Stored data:

......

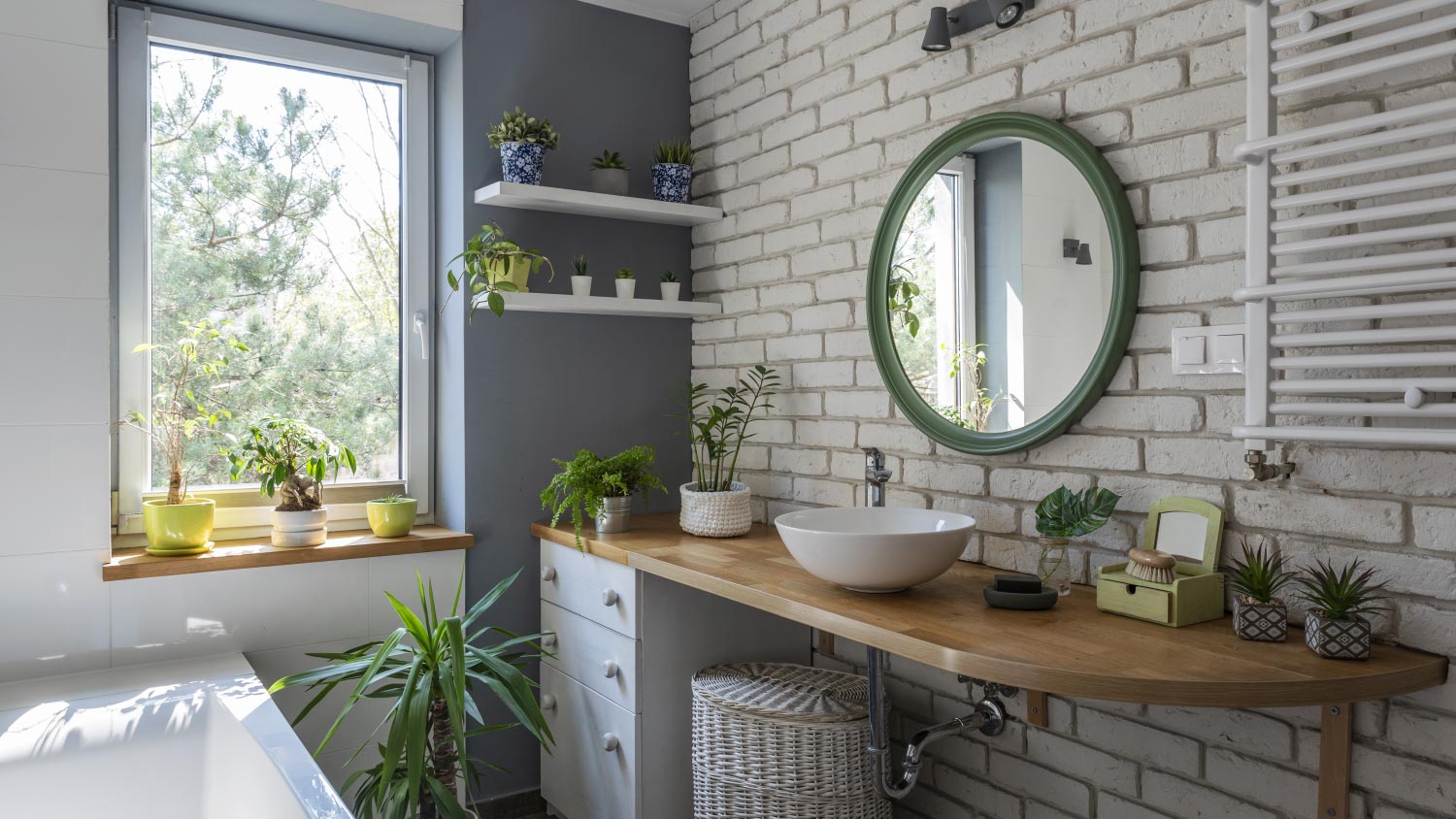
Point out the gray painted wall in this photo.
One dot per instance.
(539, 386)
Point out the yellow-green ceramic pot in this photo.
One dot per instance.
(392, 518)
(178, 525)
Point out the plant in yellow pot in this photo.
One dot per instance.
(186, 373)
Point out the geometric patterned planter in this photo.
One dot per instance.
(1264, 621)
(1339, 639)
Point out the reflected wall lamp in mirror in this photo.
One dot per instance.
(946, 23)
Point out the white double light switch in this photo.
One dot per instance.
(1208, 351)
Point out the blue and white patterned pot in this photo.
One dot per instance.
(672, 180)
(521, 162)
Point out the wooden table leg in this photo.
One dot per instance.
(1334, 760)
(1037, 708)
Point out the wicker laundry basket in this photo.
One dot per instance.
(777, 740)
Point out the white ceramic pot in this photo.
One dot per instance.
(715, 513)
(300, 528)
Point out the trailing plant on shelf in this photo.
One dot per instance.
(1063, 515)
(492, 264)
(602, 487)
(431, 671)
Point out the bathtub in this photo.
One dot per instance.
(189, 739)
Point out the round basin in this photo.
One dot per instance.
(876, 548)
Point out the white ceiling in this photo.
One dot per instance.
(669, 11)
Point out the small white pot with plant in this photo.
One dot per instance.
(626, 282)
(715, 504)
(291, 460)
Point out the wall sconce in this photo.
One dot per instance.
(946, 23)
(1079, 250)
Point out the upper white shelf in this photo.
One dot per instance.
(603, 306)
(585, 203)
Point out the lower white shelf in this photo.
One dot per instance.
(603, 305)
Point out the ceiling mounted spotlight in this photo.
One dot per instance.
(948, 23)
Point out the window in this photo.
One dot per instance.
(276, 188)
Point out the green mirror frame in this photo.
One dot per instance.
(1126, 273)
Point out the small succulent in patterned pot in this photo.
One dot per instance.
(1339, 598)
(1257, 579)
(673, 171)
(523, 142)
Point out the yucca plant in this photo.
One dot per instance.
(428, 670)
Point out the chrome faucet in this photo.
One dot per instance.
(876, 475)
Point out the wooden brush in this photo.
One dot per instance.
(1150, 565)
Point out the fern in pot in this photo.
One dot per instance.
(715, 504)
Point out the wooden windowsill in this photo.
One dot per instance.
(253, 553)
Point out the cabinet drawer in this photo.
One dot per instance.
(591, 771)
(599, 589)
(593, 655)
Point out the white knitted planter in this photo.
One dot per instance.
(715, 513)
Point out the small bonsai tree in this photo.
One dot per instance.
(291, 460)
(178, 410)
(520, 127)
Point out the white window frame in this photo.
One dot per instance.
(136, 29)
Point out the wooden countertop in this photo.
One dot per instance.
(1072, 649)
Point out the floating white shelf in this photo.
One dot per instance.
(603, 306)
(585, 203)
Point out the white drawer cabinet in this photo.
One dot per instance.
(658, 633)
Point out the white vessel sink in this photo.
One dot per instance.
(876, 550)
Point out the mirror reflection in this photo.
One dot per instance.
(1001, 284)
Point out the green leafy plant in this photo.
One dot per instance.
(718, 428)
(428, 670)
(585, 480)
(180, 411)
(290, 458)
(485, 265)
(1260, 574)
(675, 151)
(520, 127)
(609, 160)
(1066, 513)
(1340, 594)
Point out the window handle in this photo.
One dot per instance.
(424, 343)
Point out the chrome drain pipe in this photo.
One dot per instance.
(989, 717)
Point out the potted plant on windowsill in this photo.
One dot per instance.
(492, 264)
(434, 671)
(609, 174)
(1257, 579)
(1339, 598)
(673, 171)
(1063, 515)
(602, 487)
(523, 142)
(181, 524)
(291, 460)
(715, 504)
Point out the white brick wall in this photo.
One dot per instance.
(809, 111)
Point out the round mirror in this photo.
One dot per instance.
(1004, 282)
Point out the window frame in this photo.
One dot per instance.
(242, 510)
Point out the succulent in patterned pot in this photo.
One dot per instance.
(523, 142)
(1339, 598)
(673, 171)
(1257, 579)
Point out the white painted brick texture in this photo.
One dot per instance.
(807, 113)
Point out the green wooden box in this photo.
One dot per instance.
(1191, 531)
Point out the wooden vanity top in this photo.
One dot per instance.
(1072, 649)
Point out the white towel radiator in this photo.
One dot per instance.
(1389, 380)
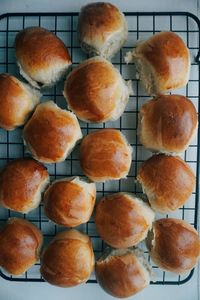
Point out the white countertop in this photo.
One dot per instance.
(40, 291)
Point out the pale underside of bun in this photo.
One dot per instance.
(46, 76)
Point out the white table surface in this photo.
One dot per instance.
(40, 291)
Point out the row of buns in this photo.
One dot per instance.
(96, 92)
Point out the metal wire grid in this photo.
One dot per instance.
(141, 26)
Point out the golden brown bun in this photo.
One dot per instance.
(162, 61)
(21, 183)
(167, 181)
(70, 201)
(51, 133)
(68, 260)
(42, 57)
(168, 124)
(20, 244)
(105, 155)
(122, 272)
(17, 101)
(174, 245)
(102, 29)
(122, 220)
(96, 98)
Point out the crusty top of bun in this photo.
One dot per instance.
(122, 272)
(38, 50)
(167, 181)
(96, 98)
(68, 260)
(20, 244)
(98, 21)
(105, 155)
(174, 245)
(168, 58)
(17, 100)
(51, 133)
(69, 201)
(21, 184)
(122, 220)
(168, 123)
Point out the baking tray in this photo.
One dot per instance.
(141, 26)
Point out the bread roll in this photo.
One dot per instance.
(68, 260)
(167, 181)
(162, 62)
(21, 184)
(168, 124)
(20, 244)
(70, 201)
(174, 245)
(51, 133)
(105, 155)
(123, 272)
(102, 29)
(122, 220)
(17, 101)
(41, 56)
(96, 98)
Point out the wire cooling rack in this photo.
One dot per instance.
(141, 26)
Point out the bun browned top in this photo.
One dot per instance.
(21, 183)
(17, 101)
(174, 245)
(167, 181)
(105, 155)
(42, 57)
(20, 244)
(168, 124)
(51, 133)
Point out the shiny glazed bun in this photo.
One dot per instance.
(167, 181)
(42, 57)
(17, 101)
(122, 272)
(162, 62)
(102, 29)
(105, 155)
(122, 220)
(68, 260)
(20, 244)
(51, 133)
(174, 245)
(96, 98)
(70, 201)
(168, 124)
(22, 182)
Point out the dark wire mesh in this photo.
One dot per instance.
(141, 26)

......

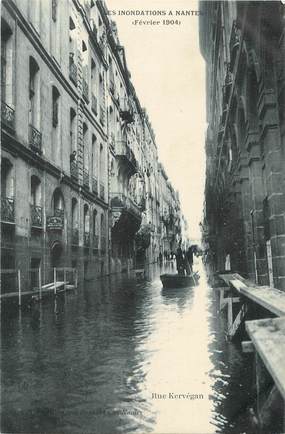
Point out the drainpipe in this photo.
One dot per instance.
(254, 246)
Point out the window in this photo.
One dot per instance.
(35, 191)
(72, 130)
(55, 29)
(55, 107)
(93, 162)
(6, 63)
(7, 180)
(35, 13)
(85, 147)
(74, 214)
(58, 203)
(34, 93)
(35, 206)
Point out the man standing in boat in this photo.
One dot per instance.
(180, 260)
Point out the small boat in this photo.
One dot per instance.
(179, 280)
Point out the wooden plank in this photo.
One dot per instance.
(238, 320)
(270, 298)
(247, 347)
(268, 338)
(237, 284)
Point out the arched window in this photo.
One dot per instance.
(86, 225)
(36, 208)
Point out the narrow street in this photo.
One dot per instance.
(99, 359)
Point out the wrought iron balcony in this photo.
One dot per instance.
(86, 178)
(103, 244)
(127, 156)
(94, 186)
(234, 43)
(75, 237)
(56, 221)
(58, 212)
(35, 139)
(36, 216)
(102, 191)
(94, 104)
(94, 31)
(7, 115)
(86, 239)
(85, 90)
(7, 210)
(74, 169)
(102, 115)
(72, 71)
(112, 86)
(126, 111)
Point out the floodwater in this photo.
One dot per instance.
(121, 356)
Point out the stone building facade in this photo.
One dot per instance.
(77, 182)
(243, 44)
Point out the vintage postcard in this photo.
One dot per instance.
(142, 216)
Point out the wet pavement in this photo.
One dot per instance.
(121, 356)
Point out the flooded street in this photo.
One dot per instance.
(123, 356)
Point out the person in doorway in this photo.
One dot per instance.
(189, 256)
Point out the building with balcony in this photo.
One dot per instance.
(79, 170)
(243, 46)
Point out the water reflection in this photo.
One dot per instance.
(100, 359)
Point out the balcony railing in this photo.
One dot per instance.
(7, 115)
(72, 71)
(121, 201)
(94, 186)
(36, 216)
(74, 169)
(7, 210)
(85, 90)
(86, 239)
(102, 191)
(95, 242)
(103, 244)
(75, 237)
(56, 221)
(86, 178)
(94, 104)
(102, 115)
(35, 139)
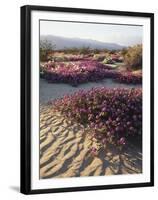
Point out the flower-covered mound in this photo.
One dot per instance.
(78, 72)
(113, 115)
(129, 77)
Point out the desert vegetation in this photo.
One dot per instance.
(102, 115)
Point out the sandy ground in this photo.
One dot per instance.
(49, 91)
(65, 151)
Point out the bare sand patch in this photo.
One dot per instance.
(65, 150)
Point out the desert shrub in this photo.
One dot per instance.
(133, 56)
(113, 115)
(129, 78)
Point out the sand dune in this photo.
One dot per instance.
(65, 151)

......

* [Your objective]
Using the entries above, output exactly the lines between the line holding "Point out the white vessel" and the line holding "Point out the succulent", end lines included, and nothing more.

* [Reply to the task]
Point out the white vessel sink in this photo.
One dot per instance.
(876, 550)
Point out the mirror reflection in this photo.
One dot per instance.
(1001, 284)
Point out the green leafy plant in this photo.
One dot per instance.
(718, 428)
(428, 670)
(585, 480)
(180, 411)
(290, 458)
(485, 265)
(1260, 574)
(675, 151)
(520, 127)
(609, 160)
(1066, 513)
(1340, 594)
Point out the window handle in this photo.
One dot per instance.
(424, 343)
Point out the chrome drain pipe in this photo.
One dot per instance.
(989, 717)
Point out the potted plant on windowsill in this photo.
One dot per instance.
(492, 264)
(434, 671)
(609, 174)
(1257, 579)
(1339, 598)
(673, 171)
(1063, 515)
(602, 487)
(523, 142)
(181, 524)
(291, 460)
(715, 504)
Point out the white brick wall in this photo.
One dot per instance.
(809, 111)
Point out the round mirror in this photo.
One dot per instance.
(1004, 282)
Point out the window frame in this photo.
One dot per instance.
(242, 510)
Point out the succulent in patterned pot in this photo.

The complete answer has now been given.